WRITTEN PROBLEM
Resume the patent text on grouting the space between a piling and its sleeve, starting right after its last sentence.

PAGE TEXT

Yet a further object of the invention is to fill the annular space between a piling and a surrounding jacket or sleeve by providing expandable seal means adjacent the upper and lower end of the jacket, providing inflating fluid to the seal means to inflate the seal means to maintain the space closed off and thereafter injecting grouting material into the space while retaining the inflating pressure trapped in the expanded seal means and maintaining a pressure greater than the static head pressure exerted by the grout column and water column at the grouting depth on the grouting in the space until the grout has taken a permanent set.

Still a further object of the present invention is to provide a method of grouting the annular area between the piling and a platform sleeve whereby the coefficient of friction is transferred from grout on steel to grout on grout.

Other objects and advantages of the present invention will become apparent from a reading of the figures, the description and the claims which follow.

BRIEF DESCRIPTION OF THE DRAWINGS

FIG. 1 is a schematic diagram illustrating one arrangemeth for carrying out the process of the present invention and showing spaced expandable closure means positioned adjacent the upper and lower end of a jacket which surrounds a piling that is positioned in a seabed with suitable conduit means for providing inflating fluid to the closure means for expanding the seal means and for providing grouting material to the space between the closure means.

FIG. 2 is similar to FIG. 1 but shows a single line for accomplishing the inflation of the expandable seal means and for supplying grouting to the annular space between the jacket and piling between the seal means.

FIG. 3 shows an alternate form of closure means at one end of the jacket with an expandable seal means adjacent the lower end of the jacket for sealingly engaging a piling driven therethrough and showing a conduit system for actuating the seal means and for providing grouting material to the space between the jacket and the piling and the upper and lower closure means.

FIG. 4 is similar to FIG. 3 but shows an arrangement wherein a single conduit is provided for actuating the seal means, and for thereafter filling the space between the jacket and piling between the closure means.

FIG. 5 shows another form of the present invention wherein expandable seal means are provided adjacent the upper end of a jacket and conduit means for inflating the seal means and providing grouting material to the annular space between the seal means and the lower end of the jacket as well as alternate conduit means for maintaining pressure on the grouting material in the space while it hardens.

FIG. 6 is a schematic diagram illustrating a conventional grouting system and method showing concrete-steel shear planes A--A, between the grout and the sleeve and, B--B, between the grout and the piling.

FIG. 7 is a schematic diagram illustrating the beneficial shear planes A'--A', B'--B' obtained when the grout is set using the method of the present invention. The expanded corrugated effect shown on the sleeve and the contracted wall of the piling should be noted.

DATA
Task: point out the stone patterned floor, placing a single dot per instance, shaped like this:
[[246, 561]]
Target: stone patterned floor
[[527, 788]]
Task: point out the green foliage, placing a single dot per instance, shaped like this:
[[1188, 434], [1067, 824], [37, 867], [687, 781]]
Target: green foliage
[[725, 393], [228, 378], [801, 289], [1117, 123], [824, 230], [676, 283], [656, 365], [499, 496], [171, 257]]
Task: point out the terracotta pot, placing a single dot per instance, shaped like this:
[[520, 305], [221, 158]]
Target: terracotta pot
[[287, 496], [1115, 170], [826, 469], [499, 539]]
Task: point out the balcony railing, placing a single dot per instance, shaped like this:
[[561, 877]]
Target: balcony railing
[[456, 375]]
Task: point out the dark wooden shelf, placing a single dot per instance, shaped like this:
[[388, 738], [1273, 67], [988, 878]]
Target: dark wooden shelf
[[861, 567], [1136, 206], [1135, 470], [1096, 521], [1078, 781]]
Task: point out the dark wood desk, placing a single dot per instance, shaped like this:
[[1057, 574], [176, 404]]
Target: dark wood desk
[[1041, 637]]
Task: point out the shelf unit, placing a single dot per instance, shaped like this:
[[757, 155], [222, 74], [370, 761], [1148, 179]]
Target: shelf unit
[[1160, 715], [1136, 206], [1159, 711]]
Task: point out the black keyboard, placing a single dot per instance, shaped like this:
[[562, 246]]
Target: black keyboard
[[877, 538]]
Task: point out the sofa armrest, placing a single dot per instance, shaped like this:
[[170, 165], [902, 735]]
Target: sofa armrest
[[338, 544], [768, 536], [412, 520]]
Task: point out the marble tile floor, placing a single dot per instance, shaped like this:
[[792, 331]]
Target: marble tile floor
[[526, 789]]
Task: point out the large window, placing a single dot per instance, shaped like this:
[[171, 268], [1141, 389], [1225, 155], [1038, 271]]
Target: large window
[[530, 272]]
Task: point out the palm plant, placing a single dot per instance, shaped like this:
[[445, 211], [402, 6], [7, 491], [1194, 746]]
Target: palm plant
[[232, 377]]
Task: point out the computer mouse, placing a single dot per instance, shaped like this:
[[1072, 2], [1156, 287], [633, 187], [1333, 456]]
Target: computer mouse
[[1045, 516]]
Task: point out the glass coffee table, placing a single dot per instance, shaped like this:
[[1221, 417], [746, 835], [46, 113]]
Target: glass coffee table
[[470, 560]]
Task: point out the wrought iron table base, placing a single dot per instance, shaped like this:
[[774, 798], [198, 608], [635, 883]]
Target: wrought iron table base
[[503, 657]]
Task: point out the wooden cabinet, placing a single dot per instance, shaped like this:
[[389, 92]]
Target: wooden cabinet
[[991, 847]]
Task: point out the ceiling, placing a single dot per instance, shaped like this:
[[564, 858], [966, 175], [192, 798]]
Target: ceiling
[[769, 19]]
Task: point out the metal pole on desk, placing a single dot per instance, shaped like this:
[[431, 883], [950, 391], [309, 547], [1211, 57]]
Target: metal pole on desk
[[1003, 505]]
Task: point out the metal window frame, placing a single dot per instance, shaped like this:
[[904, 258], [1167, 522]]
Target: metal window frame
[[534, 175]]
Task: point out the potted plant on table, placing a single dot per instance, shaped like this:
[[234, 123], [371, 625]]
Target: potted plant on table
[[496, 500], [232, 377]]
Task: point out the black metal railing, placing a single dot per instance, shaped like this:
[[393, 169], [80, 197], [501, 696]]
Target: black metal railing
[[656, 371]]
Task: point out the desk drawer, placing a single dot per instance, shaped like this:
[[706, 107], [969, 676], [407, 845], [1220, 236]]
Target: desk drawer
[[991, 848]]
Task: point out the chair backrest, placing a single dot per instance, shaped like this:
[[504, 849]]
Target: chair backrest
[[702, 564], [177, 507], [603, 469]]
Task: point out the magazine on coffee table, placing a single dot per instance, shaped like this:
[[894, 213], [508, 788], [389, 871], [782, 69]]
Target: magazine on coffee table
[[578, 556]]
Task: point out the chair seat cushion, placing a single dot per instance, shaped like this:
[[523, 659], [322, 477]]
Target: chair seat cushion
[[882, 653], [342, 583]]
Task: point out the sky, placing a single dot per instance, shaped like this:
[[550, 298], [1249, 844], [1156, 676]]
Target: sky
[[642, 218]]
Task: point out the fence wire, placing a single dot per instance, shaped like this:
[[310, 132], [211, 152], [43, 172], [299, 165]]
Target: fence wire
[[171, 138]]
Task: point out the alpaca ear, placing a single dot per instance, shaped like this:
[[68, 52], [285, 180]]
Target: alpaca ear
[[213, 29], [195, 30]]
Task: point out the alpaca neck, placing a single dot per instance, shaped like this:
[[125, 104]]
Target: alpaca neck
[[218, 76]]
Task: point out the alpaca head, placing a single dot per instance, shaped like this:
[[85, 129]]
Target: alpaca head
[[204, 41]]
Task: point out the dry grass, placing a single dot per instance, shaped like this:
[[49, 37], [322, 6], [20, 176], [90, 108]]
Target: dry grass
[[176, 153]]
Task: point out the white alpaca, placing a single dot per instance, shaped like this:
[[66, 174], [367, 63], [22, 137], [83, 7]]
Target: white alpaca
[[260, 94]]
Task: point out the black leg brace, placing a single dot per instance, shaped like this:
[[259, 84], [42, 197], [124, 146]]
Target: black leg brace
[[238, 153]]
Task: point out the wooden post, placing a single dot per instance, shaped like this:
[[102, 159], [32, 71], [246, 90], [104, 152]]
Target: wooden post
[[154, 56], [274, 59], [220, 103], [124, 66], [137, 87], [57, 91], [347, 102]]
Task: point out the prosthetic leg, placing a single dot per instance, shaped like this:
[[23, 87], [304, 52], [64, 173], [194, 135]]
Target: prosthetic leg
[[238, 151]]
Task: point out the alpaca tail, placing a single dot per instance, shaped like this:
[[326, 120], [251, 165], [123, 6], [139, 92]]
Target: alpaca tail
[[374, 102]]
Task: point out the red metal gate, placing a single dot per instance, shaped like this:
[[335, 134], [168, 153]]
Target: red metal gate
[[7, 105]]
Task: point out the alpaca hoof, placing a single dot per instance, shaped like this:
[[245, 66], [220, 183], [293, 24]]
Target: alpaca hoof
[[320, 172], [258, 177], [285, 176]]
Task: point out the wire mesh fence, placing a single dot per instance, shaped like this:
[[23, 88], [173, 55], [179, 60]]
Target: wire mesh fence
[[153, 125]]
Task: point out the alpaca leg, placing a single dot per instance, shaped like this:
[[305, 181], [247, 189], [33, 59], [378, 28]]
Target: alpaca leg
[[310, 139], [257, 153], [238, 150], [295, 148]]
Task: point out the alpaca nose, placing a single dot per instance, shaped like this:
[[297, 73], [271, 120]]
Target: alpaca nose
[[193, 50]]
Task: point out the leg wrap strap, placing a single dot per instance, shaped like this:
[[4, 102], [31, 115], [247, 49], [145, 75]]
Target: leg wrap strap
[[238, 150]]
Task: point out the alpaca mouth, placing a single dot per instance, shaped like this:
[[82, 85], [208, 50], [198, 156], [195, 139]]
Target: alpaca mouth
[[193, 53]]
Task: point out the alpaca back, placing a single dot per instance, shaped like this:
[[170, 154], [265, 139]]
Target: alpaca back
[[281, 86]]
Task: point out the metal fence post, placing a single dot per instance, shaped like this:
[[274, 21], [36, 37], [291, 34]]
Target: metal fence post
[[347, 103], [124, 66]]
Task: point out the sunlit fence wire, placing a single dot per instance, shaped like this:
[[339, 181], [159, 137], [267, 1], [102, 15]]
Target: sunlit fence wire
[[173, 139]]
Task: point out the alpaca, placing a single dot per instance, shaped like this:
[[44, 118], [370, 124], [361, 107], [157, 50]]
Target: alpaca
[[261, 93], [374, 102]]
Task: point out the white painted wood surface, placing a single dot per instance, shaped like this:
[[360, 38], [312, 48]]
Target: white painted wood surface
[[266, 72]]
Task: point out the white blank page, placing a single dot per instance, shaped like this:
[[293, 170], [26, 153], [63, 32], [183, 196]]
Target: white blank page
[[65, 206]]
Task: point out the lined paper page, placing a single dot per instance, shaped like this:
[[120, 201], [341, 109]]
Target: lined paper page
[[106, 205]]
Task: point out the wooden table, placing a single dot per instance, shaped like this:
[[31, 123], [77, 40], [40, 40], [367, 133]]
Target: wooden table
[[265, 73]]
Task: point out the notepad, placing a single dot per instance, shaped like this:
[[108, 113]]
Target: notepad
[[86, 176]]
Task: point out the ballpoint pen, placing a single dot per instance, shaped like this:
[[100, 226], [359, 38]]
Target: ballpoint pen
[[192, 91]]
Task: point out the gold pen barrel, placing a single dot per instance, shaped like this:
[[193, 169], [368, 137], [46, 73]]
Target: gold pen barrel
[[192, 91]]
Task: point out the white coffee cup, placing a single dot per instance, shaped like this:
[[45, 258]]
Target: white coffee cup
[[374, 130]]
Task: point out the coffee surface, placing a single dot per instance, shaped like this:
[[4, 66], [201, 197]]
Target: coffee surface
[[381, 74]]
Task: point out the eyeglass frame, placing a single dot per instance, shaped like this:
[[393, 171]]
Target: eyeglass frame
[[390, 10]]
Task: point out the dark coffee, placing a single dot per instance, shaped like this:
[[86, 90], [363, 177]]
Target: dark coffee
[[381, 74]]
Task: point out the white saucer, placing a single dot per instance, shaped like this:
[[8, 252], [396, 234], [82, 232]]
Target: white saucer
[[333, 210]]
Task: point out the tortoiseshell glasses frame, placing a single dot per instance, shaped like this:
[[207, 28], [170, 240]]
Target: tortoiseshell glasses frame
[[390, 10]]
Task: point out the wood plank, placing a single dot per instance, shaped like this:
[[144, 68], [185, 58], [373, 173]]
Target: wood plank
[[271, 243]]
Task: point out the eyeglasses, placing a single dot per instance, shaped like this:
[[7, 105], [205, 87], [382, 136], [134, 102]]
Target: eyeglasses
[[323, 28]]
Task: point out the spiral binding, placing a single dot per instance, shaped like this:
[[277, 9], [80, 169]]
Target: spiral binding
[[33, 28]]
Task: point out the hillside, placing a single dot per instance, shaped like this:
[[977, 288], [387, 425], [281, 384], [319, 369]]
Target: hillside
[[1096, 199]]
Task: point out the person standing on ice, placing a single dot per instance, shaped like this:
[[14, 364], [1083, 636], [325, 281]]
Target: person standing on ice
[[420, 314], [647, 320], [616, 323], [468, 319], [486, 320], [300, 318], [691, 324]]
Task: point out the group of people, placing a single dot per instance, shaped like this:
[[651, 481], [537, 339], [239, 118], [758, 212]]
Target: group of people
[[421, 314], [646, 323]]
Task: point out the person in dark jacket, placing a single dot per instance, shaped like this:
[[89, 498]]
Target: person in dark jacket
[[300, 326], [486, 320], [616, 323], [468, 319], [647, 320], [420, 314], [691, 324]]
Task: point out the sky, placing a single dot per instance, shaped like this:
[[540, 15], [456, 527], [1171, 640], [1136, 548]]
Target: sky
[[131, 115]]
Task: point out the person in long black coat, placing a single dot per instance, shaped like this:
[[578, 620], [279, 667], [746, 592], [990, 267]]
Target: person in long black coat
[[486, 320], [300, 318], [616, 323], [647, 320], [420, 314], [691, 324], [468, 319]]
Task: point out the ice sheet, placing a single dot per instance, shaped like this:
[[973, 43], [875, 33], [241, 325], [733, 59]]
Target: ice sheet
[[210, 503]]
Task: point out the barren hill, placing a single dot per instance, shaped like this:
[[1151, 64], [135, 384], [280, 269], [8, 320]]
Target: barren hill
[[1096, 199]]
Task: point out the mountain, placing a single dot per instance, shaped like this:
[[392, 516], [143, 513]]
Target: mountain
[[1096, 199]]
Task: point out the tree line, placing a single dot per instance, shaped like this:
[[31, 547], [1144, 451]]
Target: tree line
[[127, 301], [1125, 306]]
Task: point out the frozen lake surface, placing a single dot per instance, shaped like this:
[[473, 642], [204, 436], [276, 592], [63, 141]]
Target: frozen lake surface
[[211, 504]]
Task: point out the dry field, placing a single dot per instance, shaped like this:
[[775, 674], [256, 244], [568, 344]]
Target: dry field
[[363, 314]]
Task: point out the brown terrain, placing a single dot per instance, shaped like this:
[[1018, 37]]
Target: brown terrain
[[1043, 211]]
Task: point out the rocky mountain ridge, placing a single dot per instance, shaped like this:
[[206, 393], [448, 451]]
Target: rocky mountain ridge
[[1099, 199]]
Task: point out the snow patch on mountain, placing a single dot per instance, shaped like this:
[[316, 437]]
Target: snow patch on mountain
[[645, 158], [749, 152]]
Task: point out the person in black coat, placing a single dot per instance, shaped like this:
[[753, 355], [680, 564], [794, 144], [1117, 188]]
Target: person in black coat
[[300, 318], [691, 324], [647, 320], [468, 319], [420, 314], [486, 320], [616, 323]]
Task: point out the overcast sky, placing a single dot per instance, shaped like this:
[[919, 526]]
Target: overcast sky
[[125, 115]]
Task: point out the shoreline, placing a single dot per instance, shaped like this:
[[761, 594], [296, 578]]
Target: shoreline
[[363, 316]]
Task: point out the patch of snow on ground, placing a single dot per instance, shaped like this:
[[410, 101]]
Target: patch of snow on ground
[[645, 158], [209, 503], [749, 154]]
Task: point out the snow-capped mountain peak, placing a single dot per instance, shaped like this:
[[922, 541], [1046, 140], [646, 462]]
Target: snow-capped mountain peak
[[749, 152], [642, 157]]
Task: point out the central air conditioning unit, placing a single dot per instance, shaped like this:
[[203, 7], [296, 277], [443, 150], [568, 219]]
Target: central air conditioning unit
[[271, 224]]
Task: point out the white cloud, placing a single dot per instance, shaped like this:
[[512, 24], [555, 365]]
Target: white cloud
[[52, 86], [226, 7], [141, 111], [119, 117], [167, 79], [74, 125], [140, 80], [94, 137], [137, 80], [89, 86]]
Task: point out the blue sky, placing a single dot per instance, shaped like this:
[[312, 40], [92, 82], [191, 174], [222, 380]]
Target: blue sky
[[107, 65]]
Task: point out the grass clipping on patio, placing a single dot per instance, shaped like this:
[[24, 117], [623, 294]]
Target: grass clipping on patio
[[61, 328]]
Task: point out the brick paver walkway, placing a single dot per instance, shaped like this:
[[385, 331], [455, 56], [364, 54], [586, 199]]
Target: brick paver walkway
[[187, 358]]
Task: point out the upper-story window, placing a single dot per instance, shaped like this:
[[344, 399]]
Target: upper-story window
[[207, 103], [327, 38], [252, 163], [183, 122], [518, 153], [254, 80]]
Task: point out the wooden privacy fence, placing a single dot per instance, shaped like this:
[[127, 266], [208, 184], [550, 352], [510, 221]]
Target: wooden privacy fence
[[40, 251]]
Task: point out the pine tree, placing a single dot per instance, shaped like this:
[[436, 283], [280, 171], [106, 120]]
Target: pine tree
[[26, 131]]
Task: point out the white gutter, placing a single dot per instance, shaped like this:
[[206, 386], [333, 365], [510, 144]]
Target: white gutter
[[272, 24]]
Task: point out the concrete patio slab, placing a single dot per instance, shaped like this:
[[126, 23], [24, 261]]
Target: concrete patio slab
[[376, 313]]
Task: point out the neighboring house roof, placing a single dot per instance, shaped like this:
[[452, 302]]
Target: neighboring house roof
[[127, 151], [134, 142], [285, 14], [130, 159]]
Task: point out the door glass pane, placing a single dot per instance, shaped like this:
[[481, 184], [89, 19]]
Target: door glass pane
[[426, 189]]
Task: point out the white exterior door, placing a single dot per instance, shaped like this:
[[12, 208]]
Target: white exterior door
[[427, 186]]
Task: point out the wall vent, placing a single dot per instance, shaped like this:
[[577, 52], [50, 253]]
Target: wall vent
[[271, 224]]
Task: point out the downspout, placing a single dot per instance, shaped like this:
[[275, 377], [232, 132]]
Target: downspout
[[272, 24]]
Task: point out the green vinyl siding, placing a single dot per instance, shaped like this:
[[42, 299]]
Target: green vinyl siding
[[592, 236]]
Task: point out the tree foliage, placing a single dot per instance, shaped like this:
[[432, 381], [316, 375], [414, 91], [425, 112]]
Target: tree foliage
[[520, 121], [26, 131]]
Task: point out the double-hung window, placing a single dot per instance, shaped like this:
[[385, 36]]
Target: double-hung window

EXERCISE RESPONSE
DESCRIPTION OF THE PREFERRED EMBODIMENTS

Attention is first directed to FIG. 1 of the drawings wherein a jacket J is shown as surrounding a piling P received therethrough. Closure means referred to generally by the letter C are provided adjacent the upper and lower end of the jacket with the lower closure means C being positioned adjacent the seabed or seafloor 10 on which the offshore structure is positioned. Such closure means are shown as comprising a reinforced elastomer body 18 of known construction positioned on the inside of the jacket means J. An inflation conduit 11 is provided which extends upwardly to above the surface of the water in which the offshore structure is positioned for conducting an inflating medium to each of the inflatable elements 18, for expanding them into sealing engagement with the piling P, and for sealing off the space between the jacket J and piling P between the closure means C. The conduit 11 is provided with an arrangement referred to generally as 30 which serves to trap the inflating medium within the inflatable elements 18 after they have been inflated.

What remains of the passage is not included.